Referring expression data
· · · · · · ·
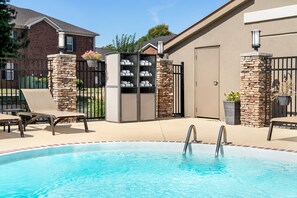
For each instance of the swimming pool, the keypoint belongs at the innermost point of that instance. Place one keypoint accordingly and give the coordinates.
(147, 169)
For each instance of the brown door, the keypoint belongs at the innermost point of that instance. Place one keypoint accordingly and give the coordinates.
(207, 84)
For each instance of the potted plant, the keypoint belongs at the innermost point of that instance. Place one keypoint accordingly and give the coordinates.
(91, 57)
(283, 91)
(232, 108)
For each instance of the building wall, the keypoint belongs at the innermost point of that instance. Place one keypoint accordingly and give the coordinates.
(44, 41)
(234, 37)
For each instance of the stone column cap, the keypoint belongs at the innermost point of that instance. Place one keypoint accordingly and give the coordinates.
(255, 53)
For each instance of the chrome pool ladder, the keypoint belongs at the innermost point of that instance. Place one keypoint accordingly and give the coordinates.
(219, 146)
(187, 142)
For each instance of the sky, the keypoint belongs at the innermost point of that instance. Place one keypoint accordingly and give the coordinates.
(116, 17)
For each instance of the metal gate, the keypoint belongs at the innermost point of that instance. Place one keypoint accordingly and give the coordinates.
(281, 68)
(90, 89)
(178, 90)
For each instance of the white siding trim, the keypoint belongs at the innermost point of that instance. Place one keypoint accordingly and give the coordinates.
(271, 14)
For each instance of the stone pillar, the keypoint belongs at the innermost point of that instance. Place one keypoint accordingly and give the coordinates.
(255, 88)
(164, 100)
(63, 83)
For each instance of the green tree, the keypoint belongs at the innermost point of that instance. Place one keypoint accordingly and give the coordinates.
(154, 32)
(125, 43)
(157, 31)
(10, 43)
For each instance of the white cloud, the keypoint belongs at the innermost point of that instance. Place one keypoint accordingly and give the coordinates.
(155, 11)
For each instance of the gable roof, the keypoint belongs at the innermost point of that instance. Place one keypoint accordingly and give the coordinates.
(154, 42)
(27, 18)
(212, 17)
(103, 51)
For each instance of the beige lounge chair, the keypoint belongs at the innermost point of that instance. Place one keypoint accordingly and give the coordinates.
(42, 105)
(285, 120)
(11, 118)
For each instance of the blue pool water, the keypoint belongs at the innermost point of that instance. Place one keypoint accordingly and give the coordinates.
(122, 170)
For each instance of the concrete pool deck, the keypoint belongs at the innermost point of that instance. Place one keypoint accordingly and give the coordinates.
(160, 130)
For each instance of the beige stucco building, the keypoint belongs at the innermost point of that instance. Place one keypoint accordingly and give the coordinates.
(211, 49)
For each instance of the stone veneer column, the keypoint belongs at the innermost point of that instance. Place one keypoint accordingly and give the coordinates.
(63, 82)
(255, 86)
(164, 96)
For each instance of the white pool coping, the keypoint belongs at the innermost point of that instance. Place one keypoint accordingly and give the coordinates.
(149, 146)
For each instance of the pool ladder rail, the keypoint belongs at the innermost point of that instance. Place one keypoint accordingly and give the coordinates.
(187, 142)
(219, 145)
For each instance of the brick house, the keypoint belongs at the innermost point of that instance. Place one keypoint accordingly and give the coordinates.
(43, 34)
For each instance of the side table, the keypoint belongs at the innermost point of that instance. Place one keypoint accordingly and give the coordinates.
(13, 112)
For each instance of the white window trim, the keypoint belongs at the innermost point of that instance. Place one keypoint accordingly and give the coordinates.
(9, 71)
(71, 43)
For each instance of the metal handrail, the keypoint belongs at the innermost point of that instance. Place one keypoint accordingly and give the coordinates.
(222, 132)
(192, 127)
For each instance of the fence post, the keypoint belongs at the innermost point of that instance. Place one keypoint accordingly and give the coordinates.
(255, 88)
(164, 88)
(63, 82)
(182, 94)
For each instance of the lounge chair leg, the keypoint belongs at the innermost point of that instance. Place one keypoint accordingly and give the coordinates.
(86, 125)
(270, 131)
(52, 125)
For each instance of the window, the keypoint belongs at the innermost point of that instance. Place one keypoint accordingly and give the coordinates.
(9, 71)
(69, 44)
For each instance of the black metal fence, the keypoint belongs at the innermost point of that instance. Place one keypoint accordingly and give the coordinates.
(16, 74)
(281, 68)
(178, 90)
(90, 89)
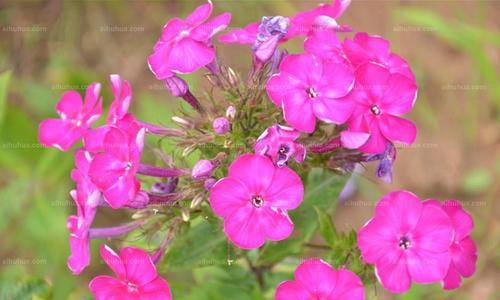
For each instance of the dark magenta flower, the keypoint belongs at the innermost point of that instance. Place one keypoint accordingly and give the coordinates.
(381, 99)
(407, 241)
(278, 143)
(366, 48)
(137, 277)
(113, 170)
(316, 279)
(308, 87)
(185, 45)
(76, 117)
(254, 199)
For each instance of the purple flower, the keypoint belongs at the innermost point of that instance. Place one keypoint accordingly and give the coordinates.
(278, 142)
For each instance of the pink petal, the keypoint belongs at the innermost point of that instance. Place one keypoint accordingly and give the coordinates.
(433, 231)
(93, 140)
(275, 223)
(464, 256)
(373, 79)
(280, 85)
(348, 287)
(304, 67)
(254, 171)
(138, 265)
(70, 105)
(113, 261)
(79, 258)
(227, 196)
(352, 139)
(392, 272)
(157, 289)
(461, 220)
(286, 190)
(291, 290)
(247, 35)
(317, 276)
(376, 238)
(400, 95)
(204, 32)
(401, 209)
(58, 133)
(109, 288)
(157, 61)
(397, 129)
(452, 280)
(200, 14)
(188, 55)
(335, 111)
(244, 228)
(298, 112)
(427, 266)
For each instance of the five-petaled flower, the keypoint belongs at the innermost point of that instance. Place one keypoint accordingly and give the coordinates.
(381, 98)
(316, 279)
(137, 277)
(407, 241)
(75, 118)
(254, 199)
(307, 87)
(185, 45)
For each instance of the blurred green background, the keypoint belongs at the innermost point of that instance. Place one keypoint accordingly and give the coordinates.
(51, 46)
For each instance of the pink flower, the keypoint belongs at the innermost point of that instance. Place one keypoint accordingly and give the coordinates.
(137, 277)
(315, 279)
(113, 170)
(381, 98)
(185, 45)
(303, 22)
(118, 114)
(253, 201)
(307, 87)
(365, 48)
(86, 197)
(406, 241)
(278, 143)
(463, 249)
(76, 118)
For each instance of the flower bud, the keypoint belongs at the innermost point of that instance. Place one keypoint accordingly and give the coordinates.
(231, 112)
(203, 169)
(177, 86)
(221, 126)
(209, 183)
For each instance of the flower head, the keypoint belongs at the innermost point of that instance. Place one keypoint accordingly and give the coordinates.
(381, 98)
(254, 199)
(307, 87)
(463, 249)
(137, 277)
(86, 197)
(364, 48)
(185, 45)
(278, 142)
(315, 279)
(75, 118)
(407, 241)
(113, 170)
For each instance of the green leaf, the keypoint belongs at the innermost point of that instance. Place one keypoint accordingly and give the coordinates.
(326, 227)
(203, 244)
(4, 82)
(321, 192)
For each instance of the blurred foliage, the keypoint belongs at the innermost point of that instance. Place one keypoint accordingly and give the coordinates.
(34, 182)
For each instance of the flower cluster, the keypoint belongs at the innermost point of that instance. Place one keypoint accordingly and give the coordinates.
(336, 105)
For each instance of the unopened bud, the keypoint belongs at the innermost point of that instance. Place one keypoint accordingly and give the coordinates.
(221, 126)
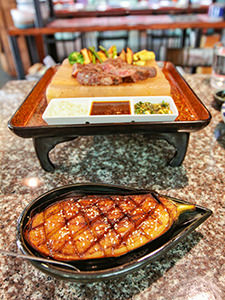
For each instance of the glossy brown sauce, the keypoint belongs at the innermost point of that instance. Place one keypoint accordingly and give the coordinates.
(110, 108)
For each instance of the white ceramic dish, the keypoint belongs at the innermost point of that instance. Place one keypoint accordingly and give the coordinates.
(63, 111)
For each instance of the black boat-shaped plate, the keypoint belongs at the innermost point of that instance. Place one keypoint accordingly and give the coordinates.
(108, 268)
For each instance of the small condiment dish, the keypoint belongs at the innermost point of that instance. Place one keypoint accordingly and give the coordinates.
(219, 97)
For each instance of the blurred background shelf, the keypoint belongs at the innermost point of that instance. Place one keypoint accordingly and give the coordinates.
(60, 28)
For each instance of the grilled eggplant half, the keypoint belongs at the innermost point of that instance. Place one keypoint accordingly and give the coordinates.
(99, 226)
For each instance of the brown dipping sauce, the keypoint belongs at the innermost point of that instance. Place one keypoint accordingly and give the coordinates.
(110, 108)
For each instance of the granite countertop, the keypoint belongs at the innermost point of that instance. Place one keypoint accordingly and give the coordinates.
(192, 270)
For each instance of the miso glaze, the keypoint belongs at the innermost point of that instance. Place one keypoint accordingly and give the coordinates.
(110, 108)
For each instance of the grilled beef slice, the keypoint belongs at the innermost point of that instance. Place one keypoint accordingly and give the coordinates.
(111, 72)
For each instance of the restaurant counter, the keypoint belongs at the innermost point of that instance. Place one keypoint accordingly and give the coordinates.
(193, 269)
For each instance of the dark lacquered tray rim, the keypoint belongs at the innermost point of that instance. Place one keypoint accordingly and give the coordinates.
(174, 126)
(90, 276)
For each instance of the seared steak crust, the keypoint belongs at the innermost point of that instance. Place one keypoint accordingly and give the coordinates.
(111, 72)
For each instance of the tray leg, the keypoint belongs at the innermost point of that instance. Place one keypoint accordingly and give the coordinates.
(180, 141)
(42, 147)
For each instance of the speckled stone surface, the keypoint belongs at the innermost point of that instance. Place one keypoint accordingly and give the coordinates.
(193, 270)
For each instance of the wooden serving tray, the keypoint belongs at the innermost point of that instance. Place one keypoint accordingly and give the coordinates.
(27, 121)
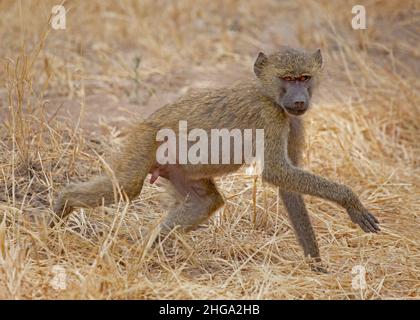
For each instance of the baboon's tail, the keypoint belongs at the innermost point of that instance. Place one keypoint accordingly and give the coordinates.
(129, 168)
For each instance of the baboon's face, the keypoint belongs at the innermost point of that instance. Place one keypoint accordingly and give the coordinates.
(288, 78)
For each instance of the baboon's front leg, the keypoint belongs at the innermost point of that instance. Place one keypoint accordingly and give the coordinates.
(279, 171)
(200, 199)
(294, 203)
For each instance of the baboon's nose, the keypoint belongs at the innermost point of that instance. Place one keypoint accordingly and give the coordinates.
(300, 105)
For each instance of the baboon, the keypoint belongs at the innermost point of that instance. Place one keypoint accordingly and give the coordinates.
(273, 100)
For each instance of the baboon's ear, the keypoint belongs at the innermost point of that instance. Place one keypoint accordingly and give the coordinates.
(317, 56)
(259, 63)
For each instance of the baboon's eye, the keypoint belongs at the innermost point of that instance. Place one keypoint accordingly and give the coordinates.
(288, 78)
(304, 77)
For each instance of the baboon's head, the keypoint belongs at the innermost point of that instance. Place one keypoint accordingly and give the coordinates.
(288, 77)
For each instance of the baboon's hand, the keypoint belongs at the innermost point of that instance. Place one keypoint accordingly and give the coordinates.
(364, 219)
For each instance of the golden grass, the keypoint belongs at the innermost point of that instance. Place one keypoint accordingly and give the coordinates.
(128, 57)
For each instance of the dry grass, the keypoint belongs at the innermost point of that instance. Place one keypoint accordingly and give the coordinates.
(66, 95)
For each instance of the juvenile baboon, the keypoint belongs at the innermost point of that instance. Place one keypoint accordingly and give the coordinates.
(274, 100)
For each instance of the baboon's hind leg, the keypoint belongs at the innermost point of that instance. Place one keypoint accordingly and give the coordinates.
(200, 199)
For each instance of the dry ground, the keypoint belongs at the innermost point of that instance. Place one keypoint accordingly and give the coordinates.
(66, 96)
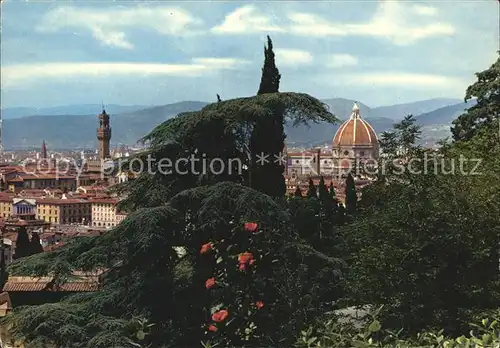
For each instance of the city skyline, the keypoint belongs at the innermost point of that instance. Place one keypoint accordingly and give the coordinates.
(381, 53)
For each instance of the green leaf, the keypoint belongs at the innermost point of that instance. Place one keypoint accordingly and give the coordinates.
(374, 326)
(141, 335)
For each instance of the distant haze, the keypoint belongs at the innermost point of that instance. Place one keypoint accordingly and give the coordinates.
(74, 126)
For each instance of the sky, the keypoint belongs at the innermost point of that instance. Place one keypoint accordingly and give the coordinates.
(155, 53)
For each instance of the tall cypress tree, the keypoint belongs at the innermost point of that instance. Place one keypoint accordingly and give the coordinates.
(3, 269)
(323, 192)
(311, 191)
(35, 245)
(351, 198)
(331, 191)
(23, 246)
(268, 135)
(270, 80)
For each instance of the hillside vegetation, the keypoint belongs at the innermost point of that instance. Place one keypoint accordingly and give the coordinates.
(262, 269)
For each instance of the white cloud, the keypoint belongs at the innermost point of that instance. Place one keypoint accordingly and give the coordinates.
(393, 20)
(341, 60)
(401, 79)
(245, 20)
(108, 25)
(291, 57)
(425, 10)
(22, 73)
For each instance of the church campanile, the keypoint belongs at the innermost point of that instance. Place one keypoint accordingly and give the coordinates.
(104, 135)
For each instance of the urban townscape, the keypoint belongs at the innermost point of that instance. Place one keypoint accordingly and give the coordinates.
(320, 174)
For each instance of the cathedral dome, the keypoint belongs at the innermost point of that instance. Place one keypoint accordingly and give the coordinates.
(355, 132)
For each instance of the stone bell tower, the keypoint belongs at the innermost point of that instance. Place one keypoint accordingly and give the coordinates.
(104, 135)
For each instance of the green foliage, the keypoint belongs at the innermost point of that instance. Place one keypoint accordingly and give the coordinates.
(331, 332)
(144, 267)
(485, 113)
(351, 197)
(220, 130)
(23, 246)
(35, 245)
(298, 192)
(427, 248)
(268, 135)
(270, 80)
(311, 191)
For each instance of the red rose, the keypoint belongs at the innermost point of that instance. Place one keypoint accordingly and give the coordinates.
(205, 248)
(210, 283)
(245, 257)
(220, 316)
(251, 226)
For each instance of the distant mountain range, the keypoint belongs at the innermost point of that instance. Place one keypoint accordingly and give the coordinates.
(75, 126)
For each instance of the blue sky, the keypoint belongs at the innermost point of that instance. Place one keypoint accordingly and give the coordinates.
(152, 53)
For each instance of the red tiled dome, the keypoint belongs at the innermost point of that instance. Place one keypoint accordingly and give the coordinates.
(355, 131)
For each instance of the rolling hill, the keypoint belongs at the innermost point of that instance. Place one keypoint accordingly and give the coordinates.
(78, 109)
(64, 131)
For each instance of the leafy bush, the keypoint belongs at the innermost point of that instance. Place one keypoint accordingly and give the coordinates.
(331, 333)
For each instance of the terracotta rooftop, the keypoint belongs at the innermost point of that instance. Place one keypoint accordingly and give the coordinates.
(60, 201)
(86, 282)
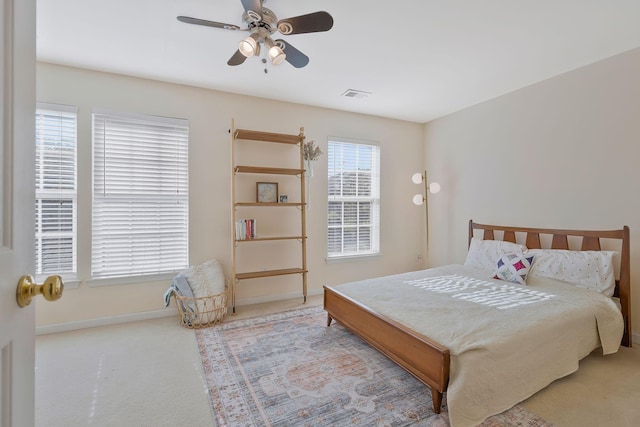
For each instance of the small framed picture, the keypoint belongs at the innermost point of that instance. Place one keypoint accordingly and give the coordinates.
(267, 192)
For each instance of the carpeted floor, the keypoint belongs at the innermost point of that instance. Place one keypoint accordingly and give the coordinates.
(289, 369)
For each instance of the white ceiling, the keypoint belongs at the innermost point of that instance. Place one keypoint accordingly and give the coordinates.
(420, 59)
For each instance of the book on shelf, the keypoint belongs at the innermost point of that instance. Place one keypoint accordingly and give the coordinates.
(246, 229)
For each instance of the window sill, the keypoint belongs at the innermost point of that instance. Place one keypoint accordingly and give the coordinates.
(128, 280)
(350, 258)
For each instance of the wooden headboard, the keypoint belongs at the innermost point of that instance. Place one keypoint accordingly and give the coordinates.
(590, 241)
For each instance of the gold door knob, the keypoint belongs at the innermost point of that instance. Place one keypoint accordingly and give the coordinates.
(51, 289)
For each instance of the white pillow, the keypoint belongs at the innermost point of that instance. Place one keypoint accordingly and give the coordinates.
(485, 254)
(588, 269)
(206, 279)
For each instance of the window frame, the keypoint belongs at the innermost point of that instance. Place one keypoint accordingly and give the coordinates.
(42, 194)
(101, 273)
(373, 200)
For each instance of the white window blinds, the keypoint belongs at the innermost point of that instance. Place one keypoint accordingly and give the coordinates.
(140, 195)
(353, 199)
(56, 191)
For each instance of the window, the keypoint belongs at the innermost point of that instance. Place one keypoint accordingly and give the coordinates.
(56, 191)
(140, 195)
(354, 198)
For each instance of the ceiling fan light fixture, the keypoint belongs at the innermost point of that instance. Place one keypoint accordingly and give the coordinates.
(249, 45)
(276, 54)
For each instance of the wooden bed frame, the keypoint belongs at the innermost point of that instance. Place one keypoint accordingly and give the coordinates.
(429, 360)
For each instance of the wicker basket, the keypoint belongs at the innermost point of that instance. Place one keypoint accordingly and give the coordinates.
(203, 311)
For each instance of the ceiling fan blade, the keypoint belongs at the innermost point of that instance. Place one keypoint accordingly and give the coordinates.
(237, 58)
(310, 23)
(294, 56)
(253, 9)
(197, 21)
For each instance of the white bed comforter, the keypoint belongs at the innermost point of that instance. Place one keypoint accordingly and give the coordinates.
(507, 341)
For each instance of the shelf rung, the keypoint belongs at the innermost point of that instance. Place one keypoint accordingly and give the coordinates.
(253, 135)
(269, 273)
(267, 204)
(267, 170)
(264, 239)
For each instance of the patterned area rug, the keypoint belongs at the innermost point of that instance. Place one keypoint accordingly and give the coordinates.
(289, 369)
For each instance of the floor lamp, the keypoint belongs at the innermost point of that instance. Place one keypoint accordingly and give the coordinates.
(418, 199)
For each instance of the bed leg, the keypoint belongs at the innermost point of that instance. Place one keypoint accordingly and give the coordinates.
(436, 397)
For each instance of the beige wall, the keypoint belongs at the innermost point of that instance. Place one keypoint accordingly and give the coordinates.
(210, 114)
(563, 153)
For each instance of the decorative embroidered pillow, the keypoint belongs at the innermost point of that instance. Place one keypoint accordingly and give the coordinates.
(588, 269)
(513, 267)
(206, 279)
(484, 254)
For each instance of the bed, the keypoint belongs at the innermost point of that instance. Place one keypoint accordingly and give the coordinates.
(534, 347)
· · · · · · ·
» **TASK GOAL**:
Repeat only the stretch of lines that opens with the line containing "For each instance of the ceiling fan light" and closes with the final line of the entries, both included, exactly as written.

» **SOLUTION TO THE PROBLEM**:
For each instance of the ceiling fan light fixture, the keypoint belongs at the innermost point of that instance. Place one keypoint accordingly and give the coordinates.
(249, 45)
(276, 54)
For each instance of the wooden bed frame, the keypoint belongs at the innermost point of that instance. Place one keypoint accordingly and give the coordinates.
(429, 360)
For each instance of the wicker basket, the keypoint belongs at the innermost point of that instance. Place one keypoint accordingly and give the coordinates.
(203, 311)
For each instance of the ceiling fan blade, the keypoint belongs at the innermost point of that instance. Place one keypoint accordingly and give the coordinates.
(237, 58)
(310, 23)
(294, 56)
(253, 9)
(197, 21)
For each instance of the white bed comforter, the keypoint belongs at the innermost point of that instance. Place one keypoint accordingly and give the coordinates.
(507, 341)
For each instance of the shelf rung, the keypoint belongs at the innermost point of that instance. Place one keypoint accordingly and give the coordinates.
(253, 135)
(269, 273)
(267, 204)
(267, 170)
(264, 239)
For each instance of the patterned area rug, the keypoint belongs at the innermost point of that instance. Place one keypoint accordingly and give the coordinates.
(289, 369)
For each instance of the floor lamp, the keypoint belongs at the innermost point of that instance. Place one keypoint accordingly and give the coordinates.
(418, 199)
For each instance of the bed leg, the keypoint belongs at the innermost point of that instance. Place one keypoint accordingly and give the coordinates.
(436, 397)
For each instance of the beige wall, the keypoint belongs at the innermost point of that instance. Place one keypoint accordingly and give the coordinates.
(210, 114)
(563, 153)
For each instance of the decorative embroidered pillow, the keypoint belongs at the innermost point of that instance. Place one keypoint accordingly and give the coordinates.
(588, 269)
(513, 267)
(206, 279)
(484, 254)
For each instance of the bed, the keypoint belongs at the innermost point of that instance. Place one keypoint accordingly and give the coordinates.
(534, 347)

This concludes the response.